**Passage:**
○ ○ ○ ○
Some vindication of claims Iraq was uranium shopping

I've been plowing through 196 pages of a report on prewar intelligence-gathering on Iraq that few Americans will ever read.

Sandwiched between the US Senate Intelligence Committee's report earlier this month, and the 9/11 commission's report due to be released Tuesday, is the official British report on the accuracy of the intelligence that they gathered on the eve of war to assess the threat posed by Saddam Hussein.

The British commission is as sharply critical of many of the MI6 spymasters' flawed conclusions as US investigators have been of the CIA's. But there is one striking departure: The British commission, chaired by Lord Butler, suggests that there is more substance to the story of Iraqi efforts to buy uranium from Africa than has hitherto been suggested. The British report says evidence "was not conclusive that Iraq actually purchased, as opposed to having sought, uranium." But it documents visits by Iraqi officials to the uranium-exporting nation of Niger, and says that British intelligence from several sources indicating that the purpose was to acquire uranium "was credible."

This conclusion has political implications. On Sept. 24, 2002, British Prime Minister Tony Blair told the House of Commons that "Saddam has been trying to buy significant quantities of uranium from Africa, although we do not know whether he has been successful." On Jan. 28, 2003, in his State of the Union speech, President Bush said: "The British government has learned that Saddam Hussein recently sought significant quantities of uranium from Africa." The Butler commission concludes that both statements were "well-founded."

In the late 1970s, says the report, Iraq obtained large quantities of uranium (the starting point for all nuclear developments, military or peaceful) from Niger, Portugal, and Brazil. By the 1980s Iraq had become self-sufficient in uranium ore from its mines and purifying plants at Akashat, Al Qaim, and Al Jazira. During the first Gulf War the uranium-producing facilities were severely damaged, and with postwar international inspection under way, Iraq would have been forced to import uranium or uranium ore for any covert nuclear program.
○ ○ ○ ○
Replace "plowing through" with "reading" and write out the article on the British uranium findings between "Some vindication of" and "will ever read.", inclusive. The entries are unrelated to this.

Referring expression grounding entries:
○ ○ ○ ○
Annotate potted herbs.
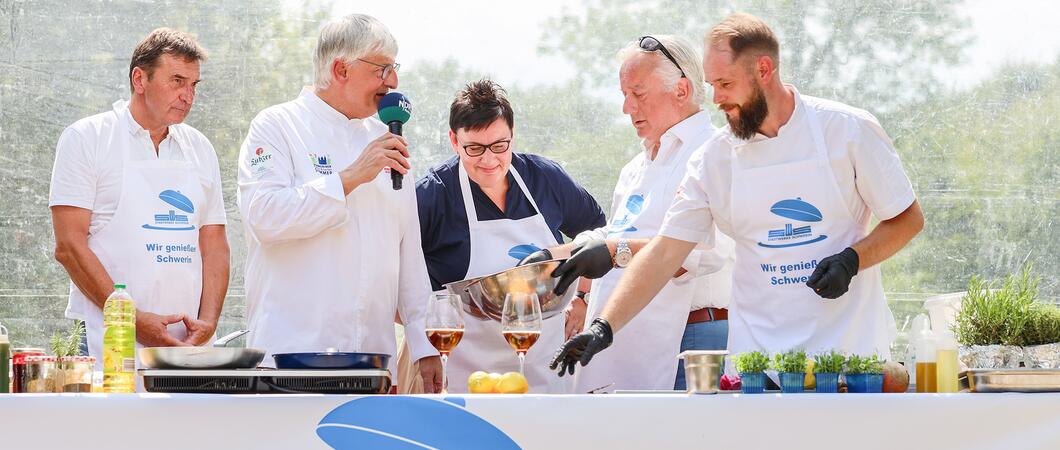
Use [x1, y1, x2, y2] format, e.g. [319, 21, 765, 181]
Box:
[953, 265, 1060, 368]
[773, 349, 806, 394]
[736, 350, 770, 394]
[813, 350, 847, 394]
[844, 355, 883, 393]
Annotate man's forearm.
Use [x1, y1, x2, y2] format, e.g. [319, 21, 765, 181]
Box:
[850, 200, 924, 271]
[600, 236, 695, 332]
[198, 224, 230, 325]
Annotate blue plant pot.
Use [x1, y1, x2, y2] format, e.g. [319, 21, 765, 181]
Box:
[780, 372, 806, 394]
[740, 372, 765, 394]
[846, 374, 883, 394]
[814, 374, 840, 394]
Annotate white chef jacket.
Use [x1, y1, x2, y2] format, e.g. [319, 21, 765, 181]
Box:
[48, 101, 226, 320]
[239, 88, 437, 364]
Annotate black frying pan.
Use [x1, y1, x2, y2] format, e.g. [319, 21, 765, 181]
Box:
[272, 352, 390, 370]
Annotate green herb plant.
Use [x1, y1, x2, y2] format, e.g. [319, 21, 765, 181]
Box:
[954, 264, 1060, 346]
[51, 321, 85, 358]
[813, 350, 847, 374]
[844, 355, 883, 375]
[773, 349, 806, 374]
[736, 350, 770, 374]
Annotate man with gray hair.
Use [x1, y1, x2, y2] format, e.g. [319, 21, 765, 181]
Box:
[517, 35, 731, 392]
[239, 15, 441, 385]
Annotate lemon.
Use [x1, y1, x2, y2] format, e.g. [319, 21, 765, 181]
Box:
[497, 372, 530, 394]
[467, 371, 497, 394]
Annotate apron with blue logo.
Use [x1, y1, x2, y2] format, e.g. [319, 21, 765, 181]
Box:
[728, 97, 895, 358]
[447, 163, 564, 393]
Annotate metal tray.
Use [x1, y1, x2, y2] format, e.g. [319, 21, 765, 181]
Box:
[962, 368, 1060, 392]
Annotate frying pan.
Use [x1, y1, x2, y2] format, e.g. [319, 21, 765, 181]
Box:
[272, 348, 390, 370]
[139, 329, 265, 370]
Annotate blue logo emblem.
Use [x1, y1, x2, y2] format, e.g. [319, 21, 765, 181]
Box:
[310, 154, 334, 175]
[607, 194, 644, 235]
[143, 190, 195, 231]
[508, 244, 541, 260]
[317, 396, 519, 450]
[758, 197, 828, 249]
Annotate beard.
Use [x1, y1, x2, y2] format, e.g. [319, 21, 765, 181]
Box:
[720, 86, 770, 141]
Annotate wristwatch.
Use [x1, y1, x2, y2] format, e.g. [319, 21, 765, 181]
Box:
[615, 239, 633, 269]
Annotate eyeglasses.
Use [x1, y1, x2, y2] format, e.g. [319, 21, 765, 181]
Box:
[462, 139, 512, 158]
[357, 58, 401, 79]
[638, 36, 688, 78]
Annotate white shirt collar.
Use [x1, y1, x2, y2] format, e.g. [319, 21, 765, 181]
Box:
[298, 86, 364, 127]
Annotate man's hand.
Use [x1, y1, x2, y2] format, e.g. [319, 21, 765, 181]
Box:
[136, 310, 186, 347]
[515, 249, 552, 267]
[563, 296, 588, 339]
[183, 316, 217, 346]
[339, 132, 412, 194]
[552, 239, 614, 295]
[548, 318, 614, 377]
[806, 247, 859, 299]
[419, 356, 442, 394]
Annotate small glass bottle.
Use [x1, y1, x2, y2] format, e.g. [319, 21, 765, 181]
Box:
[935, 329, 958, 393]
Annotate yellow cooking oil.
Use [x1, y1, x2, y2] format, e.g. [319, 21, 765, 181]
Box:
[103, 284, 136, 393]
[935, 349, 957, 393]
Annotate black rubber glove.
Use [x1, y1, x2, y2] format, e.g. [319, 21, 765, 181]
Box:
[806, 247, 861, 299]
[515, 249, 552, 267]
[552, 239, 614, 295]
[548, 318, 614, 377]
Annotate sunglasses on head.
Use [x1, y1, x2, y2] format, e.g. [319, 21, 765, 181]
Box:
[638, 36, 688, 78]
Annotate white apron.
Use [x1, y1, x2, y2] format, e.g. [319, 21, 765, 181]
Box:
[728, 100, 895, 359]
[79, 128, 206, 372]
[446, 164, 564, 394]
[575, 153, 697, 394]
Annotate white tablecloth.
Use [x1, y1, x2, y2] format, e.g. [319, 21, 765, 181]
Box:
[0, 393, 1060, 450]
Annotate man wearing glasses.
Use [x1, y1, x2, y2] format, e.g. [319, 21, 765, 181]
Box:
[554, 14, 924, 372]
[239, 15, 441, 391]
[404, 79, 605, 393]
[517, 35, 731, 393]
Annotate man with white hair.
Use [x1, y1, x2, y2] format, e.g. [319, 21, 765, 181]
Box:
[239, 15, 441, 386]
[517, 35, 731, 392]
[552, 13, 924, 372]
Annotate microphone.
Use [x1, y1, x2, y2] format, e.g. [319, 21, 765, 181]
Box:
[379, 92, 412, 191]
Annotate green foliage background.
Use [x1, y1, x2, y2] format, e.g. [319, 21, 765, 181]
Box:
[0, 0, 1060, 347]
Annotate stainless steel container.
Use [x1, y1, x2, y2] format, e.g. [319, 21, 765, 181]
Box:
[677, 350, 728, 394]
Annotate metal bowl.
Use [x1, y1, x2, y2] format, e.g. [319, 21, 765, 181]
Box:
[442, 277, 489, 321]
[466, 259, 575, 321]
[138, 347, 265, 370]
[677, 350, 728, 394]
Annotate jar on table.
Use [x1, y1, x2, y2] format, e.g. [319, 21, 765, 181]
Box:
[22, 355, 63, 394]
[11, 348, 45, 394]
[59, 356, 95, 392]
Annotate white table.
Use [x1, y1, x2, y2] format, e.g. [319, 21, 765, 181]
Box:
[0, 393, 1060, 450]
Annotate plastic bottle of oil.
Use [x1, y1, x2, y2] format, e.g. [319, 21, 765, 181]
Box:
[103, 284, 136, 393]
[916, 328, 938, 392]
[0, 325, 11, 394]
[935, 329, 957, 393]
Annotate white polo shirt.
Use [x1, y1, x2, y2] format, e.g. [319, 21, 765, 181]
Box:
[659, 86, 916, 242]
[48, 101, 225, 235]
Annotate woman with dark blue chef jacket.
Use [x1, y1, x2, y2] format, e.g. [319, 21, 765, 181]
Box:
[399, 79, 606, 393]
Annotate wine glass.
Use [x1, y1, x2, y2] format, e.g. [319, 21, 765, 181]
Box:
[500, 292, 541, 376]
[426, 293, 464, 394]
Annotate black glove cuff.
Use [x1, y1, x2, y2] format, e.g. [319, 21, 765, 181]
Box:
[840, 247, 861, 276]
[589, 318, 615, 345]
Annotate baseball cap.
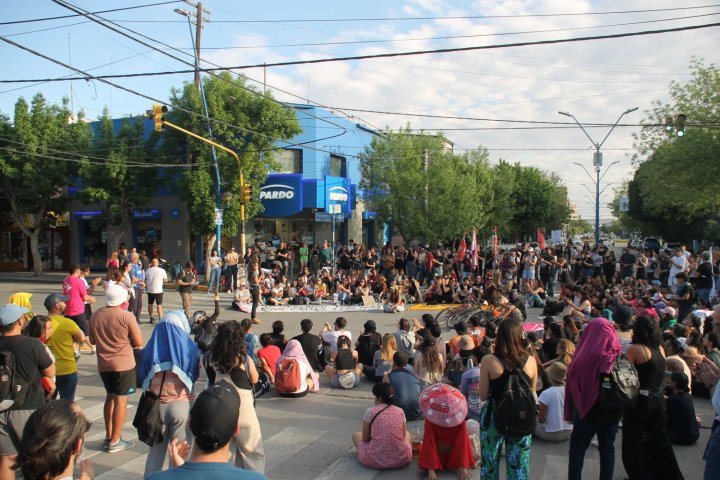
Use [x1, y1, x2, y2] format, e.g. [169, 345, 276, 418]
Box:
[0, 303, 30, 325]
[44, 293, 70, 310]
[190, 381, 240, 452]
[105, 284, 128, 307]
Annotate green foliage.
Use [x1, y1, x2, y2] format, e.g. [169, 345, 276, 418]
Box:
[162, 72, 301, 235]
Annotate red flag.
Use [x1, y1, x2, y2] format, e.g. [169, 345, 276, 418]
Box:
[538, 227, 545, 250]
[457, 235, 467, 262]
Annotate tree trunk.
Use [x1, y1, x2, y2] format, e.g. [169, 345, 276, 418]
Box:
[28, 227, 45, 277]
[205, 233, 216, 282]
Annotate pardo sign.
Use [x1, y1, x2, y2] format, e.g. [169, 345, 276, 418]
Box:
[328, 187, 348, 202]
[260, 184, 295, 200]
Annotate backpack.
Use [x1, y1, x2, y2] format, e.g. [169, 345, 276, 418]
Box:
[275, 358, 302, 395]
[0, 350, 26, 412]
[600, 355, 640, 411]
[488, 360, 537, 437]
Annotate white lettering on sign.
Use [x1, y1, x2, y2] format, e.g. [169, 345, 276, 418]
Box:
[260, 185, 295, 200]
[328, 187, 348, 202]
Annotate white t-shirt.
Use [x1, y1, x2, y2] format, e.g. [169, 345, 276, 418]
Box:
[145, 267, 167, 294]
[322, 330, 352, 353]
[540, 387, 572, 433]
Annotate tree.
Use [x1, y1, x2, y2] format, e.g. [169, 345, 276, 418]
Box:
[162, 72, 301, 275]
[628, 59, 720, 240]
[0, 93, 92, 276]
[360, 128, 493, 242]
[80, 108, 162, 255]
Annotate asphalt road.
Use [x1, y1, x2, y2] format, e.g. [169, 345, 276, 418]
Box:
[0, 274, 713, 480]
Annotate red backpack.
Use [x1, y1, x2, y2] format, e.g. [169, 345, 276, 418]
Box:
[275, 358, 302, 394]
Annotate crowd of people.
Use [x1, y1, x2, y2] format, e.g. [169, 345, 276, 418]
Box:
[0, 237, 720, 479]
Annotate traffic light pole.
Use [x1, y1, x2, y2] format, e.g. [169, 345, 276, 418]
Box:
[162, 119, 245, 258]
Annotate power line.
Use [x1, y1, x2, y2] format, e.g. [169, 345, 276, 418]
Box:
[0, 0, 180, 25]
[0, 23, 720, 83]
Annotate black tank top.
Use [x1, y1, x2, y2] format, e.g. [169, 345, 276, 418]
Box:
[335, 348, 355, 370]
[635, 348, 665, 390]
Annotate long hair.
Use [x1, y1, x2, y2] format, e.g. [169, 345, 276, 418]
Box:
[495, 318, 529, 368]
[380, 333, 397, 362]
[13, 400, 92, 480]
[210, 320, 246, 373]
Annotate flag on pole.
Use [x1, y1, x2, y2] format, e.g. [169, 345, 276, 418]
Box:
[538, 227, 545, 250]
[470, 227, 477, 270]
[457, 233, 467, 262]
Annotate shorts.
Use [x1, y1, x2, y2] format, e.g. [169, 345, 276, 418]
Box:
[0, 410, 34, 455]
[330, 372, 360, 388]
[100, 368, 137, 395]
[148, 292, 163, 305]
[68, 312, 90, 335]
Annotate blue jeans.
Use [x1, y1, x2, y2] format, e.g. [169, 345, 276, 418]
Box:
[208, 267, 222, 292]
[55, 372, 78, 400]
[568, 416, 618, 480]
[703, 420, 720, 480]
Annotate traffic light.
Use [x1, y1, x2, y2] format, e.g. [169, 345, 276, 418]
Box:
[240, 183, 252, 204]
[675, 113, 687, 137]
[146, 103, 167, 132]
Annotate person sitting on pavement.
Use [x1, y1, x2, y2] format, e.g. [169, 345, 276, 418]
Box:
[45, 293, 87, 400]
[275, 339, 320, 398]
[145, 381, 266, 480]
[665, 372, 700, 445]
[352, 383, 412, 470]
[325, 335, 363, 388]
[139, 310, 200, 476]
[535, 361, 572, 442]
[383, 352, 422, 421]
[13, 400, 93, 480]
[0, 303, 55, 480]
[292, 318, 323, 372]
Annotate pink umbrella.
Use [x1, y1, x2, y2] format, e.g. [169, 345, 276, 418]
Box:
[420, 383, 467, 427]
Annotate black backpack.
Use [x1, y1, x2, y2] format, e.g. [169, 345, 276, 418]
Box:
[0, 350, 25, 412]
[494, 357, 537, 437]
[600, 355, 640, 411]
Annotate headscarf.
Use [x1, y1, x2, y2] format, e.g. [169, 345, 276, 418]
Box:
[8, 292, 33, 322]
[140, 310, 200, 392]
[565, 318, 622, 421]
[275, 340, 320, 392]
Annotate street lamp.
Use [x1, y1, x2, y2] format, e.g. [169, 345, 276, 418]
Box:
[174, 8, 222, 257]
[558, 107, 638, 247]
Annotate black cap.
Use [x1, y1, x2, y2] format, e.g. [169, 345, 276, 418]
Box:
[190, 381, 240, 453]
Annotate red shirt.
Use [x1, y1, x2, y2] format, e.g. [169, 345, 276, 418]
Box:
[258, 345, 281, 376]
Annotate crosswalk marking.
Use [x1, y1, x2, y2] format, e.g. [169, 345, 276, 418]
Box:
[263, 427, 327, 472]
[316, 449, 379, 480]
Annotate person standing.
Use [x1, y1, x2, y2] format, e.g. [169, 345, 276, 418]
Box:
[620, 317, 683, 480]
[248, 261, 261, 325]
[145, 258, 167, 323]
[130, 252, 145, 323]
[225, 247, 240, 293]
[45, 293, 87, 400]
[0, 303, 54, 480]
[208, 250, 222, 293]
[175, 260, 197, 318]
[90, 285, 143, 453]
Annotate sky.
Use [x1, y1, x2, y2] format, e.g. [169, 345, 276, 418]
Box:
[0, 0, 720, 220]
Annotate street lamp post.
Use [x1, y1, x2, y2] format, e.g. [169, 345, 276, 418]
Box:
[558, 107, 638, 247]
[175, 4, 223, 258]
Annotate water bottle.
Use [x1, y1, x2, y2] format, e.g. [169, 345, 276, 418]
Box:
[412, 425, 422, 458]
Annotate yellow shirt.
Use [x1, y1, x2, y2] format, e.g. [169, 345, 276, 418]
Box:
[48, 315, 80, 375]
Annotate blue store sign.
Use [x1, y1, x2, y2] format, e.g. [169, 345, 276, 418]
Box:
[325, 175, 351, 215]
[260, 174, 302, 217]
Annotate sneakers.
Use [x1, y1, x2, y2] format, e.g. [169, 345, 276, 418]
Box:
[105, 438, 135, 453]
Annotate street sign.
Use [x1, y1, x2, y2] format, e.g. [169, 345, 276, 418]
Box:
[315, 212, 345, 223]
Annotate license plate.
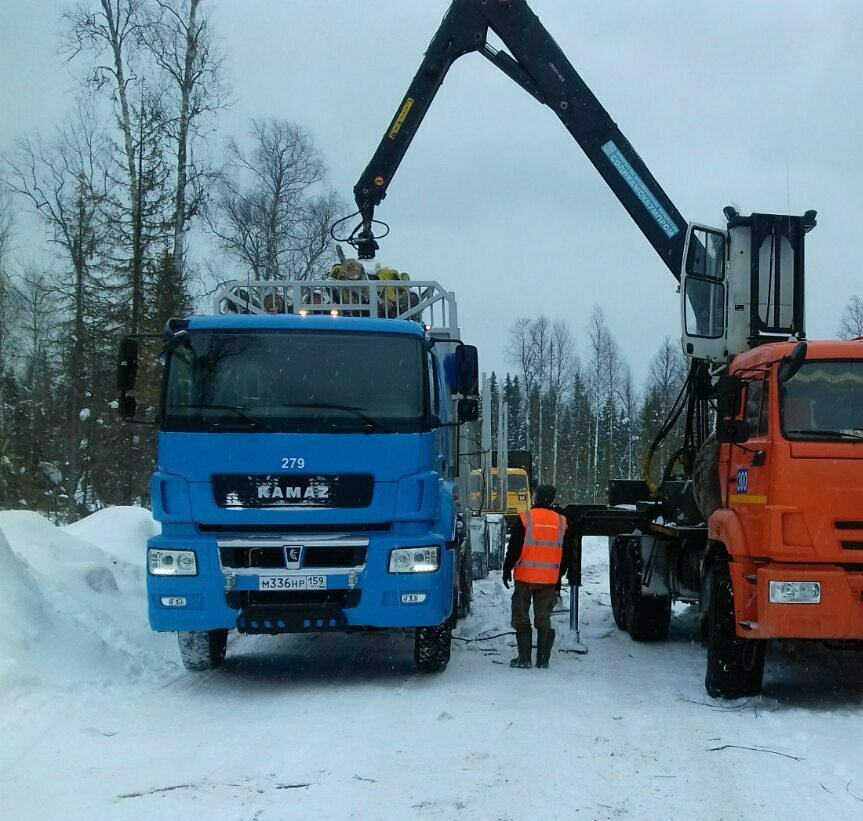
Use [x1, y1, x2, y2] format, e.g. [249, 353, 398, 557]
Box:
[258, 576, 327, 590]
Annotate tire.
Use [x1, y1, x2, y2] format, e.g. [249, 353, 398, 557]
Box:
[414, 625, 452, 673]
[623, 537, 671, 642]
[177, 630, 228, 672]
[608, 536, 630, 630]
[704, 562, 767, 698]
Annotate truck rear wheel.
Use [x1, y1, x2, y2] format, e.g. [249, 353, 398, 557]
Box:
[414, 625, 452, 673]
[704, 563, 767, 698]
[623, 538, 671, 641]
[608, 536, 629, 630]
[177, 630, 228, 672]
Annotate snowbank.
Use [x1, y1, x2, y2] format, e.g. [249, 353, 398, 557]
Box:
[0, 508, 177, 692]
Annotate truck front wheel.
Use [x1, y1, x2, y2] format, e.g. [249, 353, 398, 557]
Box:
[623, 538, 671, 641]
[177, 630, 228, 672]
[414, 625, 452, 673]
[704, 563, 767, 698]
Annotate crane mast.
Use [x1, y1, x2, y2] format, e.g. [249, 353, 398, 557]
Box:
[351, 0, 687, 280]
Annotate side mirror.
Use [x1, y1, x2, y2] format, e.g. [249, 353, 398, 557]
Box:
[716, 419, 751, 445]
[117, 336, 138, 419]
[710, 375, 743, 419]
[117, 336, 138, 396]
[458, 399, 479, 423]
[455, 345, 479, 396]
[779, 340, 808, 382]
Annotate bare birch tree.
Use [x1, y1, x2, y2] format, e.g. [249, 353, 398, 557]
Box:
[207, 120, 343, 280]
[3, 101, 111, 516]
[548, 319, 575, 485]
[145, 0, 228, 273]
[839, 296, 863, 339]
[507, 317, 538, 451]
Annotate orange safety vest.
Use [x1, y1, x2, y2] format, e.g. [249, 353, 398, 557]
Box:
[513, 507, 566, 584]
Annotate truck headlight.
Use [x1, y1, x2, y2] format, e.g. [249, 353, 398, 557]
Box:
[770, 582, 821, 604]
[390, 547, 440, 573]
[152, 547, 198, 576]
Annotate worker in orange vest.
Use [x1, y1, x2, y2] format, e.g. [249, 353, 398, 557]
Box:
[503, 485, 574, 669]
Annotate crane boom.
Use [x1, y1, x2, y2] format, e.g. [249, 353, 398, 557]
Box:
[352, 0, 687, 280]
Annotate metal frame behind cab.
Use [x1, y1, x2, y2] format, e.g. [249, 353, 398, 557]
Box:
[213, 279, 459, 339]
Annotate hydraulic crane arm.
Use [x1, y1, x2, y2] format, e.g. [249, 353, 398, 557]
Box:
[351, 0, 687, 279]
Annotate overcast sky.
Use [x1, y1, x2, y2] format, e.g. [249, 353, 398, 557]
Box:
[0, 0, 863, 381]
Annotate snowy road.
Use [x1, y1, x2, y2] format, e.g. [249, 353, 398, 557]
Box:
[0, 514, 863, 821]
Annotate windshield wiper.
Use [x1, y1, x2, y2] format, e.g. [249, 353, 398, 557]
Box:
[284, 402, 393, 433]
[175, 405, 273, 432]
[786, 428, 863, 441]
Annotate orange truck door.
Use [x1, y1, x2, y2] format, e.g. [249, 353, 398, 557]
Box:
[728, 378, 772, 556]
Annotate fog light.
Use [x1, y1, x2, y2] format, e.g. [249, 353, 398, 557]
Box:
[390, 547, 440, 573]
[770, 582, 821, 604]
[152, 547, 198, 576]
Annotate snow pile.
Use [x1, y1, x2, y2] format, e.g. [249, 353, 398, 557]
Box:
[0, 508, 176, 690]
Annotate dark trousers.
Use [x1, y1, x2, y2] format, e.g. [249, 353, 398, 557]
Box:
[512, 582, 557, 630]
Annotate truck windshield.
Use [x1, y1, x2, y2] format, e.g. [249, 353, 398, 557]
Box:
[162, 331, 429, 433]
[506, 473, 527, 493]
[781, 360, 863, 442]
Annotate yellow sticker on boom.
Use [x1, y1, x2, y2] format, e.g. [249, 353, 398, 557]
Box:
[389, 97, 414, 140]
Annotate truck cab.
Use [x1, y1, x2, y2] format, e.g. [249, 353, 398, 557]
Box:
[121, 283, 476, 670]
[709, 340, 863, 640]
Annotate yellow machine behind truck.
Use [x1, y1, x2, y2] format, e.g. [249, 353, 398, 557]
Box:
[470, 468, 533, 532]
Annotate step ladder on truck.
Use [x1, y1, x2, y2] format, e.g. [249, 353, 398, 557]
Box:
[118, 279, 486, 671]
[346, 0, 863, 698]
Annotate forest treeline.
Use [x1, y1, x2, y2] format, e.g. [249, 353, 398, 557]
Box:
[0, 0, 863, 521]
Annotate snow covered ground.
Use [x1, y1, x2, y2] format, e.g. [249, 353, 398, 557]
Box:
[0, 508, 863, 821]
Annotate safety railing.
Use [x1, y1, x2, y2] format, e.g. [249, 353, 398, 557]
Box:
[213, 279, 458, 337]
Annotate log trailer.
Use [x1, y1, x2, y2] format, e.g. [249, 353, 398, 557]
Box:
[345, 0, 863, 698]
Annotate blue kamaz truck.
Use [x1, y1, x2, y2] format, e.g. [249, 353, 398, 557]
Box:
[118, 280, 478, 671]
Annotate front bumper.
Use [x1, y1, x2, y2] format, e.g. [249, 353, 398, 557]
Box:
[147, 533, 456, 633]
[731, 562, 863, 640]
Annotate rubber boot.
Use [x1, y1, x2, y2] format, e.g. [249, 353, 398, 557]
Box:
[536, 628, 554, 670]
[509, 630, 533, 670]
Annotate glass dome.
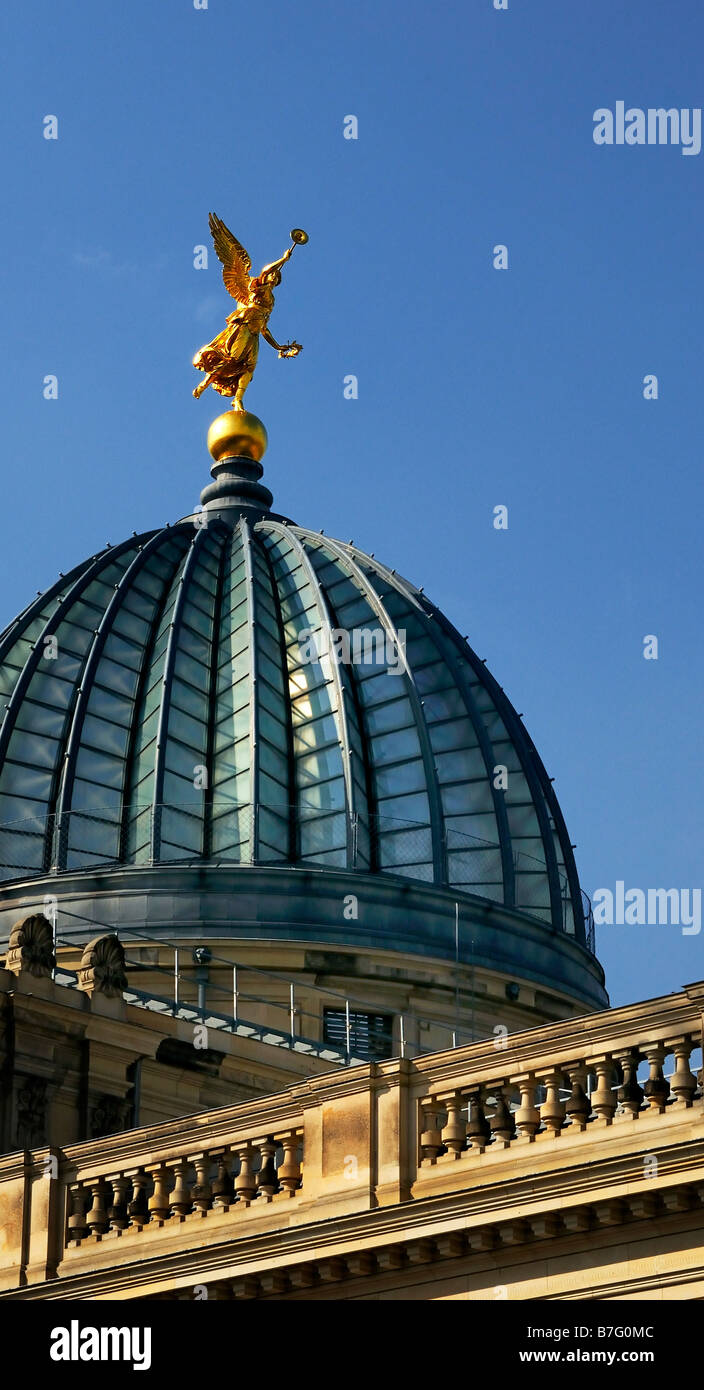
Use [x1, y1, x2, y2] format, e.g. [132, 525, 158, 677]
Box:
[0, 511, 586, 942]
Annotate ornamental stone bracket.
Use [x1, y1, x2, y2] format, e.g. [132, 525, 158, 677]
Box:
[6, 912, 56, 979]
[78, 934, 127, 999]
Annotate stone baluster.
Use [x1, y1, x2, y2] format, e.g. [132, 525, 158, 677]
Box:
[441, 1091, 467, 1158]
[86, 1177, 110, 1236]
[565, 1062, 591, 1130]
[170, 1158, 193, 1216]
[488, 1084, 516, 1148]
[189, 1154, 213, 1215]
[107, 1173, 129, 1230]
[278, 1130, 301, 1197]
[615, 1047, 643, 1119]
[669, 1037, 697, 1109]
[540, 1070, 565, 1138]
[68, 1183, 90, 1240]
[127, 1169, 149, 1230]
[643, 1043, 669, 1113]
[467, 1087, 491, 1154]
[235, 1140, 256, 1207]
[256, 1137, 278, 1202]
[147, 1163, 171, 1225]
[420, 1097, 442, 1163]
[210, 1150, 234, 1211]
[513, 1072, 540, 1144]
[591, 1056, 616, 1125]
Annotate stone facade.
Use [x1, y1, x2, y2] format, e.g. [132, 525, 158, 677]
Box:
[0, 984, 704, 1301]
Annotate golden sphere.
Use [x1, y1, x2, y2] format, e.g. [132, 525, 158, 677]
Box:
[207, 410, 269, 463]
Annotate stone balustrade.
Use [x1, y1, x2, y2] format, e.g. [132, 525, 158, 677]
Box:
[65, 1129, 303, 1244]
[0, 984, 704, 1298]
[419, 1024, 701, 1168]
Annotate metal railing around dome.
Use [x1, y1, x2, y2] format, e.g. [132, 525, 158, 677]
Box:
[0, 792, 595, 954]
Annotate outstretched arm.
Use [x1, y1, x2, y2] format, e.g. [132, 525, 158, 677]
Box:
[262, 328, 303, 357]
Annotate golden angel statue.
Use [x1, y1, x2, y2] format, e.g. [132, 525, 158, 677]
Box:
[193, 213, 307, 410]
○ ○ ○ ○
**Solution to the problem:**
Some vindication of claims Iraq was uranium shopping

I've been reading 196 pages of a report on prewar intelligence-gathering on Iraq that few Americans will ever read.